O palco e o mundo


Eu, Pádua Fernandes, dei o título de meu primeiro livro a este blogue porque bem representa os temas sobre que pretendo escrever: assuntos da ordem do palco e da ordem do mundo, bem como aqueles que abrem as fronteiras. Como escreveu Murilo Mendes, de um lado temos "as ruas gritando de luzes e movimentos" e, de outro, "as colunas da ordem e da desordem".

terça-feira, 23 de abril de 2019

Maria Célia Paoli sobre o que levou a Bolsonaro: autoritarismo da técnica, terror e armas contra a política

Na pós-graduação, fui aluno da socióloga Maria Célia Paoli (pronuncia-se "Páuli", pois o nome é italiano), que morreu em dia 21 de abril de 2019. O curso que fiz com ela, concentrado em Hannah Arendt, Jacques Rancière e Jürgen Habermas, foi muito importante para mim, e ela foi uma das pessoas a quem dediquei meu primeiro livro de ensaio.
A ANPOCS escreveu na segunda-feira mensagem sobre a morte da pesquisadora: https://twitter.com/ANPOCS/status/1120351857682067456
Muitas pessoas assistiram a seus cursos e/ou forma por ela orientadas. O currículo de Maria Célia Paoli, evidentemente, englobaria dezenas de vezes o do atual ministro da educação.

--- --- ---

Tarefa proposta 1:
Resuma, por favor, o texto sobre Maria Célia Paoli em duas frases.
Tarefa proposta 2:
Segundo o texto sobre Maria Célia Paoli, em quais pensadores se concentrou o curso feito com ela?
Tarefa proposta 3:
Prossiga com o texto sobre Maria Célia Paoli a partir do ponto em que ele para.

Dados exibidos:
--- --- ---

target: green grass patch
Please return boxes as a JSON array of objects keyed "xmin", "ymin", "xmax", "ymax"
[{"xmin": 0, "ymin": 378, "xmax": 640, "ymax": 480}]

--- --- ---

Resultado 1:
Na pós-graduação, Pádua Fernandes foi aluno da socióloga Maria Célia Paoli, que morreu em 21 de abril de 2019. O curso que fez com ela, concentrado em Hannah Arendt, Jacques Rancière e Jürgen Habermas, foi muito importante para ele, e ela foi uma das pessoas a quem dedicou seu primeiro livro de ensaio.

Resultado 2:
Hannah Arendt, Jacques Rancière e Jürgen Habermas.

Resultado 3:
Vou apenas fazer uma singela nota pessoal, de ex-aluno. Poderia contar da primeira aula, quando ela fez uma indireta a certo divulgador de um dos autores do curso e só eu entendi, pois eu era o único aluno que vinha do Direito e a tal divulgação não era lida fora das fronteiras do ensino jurídico; lembrar das histórias que me contou enquanto me dava carona até o metrô; no entanto, o melhor é lembrar da obra.
Imagino que muitos sociólogos tenham-no feito ou o estejam fazendo em sua memória. Vou apenas lembrar de artigo publicado em 2007, "O mundo do indistinto: sobre gestão, violência e política", no livro A era da indeterminação, publicado pela Boitempo e organizado por Francisco de Oliveira e Cibele Saliba.
Neste artigo, a denúncia, com Rancière ao fundo, da gestão tomando o lugar da política, é vinculada por Paoli ao "horror à realidade" de que Sérgio Buarque de Holanda falava em Raízes do Brasil. Ela escreve: "Evitar a emergência da realidade política do país pela desqualificação do conflito e pela valorização da ciência como técnica eficaz e autoritária parece ser algo, portanto, mais antigo e recorrente no Brasil do que imaginamos".
Em alguma medida, temos essa mesma desqualificação do conflito e a invocação da técnica pelo governo de J. Bolsonaro. Lembremos que o slogan de estar "fora da política" elegeu não só este senhor com três décadas de carreira na política institucional, mas uma série de nomes que já estão a causar estragos por todo o país, e ainda colar-se ao papo furado de serem gestores e, portanto, politicamente neutros - o que seria "ideológico" é a esquerda, por trazer para o campo do debate político os projetos governamentais. A alegação do caráter técnico desse projetos e programas é usada para impedir o debate desses projetos e, por isso, tem um caráter autoritário.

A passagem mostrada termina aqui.